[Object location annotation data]
*-*-*

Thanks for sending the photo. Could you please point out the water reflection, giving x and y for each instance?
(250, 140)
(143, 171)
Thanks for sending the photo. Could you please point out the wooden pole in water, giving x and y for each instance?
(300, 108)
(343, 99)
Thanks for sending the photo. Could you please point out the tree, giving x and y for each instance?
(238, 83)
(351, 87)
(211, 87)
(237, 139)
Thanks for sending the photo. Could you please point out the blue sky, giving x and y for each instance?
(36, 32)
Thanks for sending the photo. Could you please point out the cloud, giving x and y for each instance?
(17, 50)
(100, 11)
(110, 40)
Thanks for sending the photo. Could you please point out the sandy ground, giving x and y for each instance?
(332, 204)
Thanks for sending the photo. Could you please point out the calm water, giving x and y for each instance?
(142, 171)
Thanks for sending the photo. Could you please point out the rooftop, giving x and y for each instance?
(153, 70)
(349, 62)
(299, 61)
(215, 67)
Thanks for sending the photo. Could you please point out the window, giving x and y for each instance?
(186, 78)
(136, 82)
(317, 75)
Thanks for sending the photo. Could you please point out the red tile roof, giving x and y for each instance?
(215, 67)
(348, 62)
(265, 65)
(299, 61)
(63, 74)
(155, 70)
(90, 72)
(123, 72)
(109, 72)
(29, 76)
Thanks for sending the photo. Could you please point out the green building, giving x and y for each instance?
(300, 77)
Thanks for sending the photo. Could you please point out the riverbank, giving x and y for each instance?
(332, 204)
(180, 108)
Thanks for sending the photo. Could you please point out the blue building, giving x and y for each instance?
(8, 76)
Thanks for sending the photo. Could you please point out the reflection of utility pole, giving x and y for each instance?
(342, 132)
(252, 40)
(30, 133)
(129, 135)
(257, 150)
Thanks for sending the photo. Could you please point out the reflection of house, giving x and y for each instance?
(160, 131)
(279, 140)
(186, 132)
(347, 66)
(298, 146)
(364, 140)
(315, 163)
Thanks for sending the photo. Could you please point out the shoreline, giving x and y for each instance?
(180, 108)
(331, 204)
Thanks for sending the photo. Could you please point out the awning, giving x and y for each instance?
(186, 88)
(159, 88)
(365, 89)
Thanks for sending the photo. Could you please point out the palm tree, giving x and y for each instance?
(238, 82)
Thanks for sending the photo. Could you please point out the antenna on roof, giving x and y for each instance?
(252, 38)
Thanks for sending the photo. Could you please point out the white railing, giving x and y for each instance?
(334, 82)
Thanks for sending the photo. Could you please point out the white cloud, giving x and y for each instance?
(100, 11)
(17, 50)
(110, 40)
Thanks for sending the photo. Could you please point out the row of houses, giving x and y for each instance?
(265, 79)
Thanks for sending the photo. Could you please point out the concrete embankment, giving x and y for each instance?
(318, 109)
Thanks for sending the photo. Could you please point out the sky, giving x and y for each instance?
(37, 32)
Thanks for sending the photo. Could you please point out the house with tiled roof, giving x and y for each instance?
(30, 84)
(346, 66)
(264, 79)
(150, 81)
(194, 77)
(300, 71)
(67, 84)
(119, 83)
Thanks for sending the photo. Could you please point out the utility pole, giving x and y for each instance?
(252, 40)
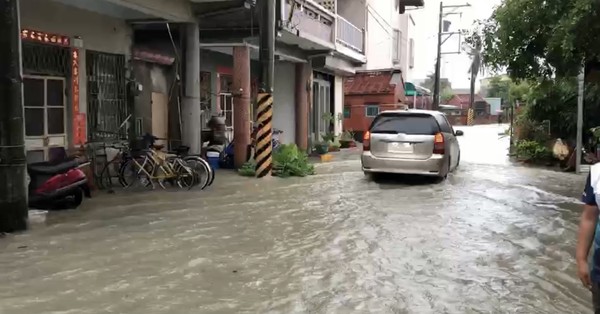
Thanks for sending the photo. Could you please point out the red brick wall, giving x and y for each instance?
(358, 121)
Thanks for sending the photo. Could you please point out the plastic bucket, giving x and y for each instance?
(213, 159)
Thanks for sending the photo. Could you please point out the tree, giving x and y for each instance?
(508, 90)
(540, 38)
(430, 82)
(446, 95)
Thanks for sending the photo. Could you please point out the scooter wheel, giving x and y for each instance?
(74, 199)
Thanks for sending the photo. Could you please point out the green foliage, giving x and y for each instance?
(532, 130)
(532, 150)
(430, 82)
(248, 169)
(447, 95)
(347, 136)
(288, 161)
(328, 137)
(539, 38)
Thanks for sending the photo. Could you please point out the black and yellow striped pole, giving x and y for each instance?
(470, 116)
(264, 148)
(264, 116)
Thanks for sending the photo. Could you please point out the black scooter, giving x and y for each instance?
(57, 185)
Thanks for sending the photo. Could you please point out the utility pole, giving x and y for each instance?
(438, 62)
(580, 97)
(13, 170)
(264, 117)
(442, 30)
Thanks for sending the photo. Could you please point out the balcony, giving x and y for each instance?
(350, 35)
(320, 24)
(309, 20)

*-*-*

- WHAT YOU WILL DO
Transcribe all the data word for word; the images stay out.

- PROBLEM SOLUTION
Thanks for sending the photo. Could you please point out the water reflection, giving x and y for each instance?
(250, 140)
(143, 171)
Thanks for sending the photo. Could you please point out the wooden pole in water, giving x and y for each instance?
(300, 108)
(343, 99)
Thanks for sending the photo. Could you please point out the tree, giving x and y for each instance?
(238, 83)
(351, 87)
(211, 87)
(237, 139)
Thanks for sending the photo. Could you please point out the blue sky, giving x and y for each instance?
(36, 32)
Thanks for sending the photo. Could you please point out the cloud, giving x and y for each instance?
(17, 50)
(100, 11)
(110, 40)
Thanks for sending the photo. Could you please point out the sandy ground, giving x and y for each instance?
(332, 204)
Thanks for sending the photo. Could you please point out the calm water, giving x and y for each instance?
(142, 171)
Thanks for sending the photo. Could you please point out the rooftop, giving x and y for each instance?
(153, 70)
(349, 62)
(299, 61)
(215, 67)
Thanks for sending the photo. Could you please point out the window, giving x and y for each instance?
(186, 78)
(136, 82)
(317, 75)
Thanks for sending the photo. Could you please point out the red tile roof, giving x and y for each instance?
(215, 67)
(348, 62)
(265, 65)
(299, 61)
(63, 74)
(155, 70)
(90, 72)
(123, 72)
(109, 72)
(29, 76)
Thanks for sending the photo. Could you please point out the green building, giving x and y for each instance?
(300, 77)
Thanks for sending the photo. Could you please point out the riverbank, giving x and y for each instance?
(332, 204)
(180, 108)
Thanks for sending the photo. Could you please point out the blue building, giving x and y for each instance?
(8, 76)
Thanks for sending the photo. Could you please point out the reflection of utility pole, giving x and y for each instance?
(342, 132)
(252, 40)
(30, 133)
(129, 135)
(257, 150)
Thanks for sending the photo. Could you please point out the reflection of house, giving x and y for each instance?
(160, 131)
(279, 140)
(186, 132)
(347, 66)
(298, 146)
(364, 140)
(315, 163)
Thanks for sending the photo. Could you please point out the shoreline, giving x and y for each instance?
(180, 108)
(331, 204)
Thanks for sending the photo. Could you please point out the awning, giving x and y for each instance?
(186, 88)
(159, 88)
(365, 89)
Thanks for sending the photo. Could you please point out the palm tree, giving x and y for each instance?
(238, 82)
Thanks for sending the photo. Could you please point out the antenna on roof, giving x and y for each instance?
(252, 38)
Thanks for sending the photo. Could you please point out the white railing, giving x and y for each instance?
(334, 82)
Thanks for sending the photo. Could you please point out the white cloud, giving x and y for each instance?
(100, 11)
(17, 50)
(110, 40)
Thanks for sending the photo. Could you please point out the row of houses, giving x and y for each instance?
(265, 79)
Thanks for sending the photo. Could you please point out the concrete embankment, giving x and y for each instance?
(318, 109)
Thanks for sending the photo. Could you please point out the sky, giving x and y for each instance?
(37, 32)
Thanks for sending the photo. Could you please point out the house with tiled roof, giving x and y for each instance?
(30, 84)
(346, 66)
(264, 79)
(150, 81)
(194, 77)
(300, 71)
(67, 84)
(119, 83)
Thanks for sending the photo. Could you please point out the utility pole, giving x and y for each instance?
(252, 40)
Thanks for sending the photo. Could you please point out the red brick wall, giving x and y for each instance?
(358, 121)
Thanks for sending the photo. Could you please point out the plastic bucket, giving x and y for each instance?
(213, 159)
Thanks for sending the photo. Could you please point out the tree, giving x and y for each instance?
(508, 90)
(540, 38)
(430, 82)
(446, 95)
Thanks for sending the photo. Could you please point out the scooter wheel, giving x and y for each instance?
(74, 199)
Thanks for sending the photo. Could you please point out the green foliage, giving x and y for each instance?
(532, 130)
(532, 150)
(430, 82)
(248, 169)
(447, 95)
(347, 136)
(288, 161)
(328, 137)
(539, 38)
Thanks for sending the photo. Could you please point out the black and yellow striped pole, giving x and y for each instance?
(470, 116)
(264, 148)
(264, 116)
Thanks for sending the photo. Could you please point out the black scooter, giving x and y for each instance?
(57, 185)
Thanks for sending the photo. Could you please point out the utility pole, giving x and y for each instance?
(438, 62)
(580, 97)
(13, 170)
(264, 117)
(442, 30)
Thanks for sending the photo. Could you please point out the balcony, giving x and y for each instance?
(350, 35)
(320, 24)
(309, 20)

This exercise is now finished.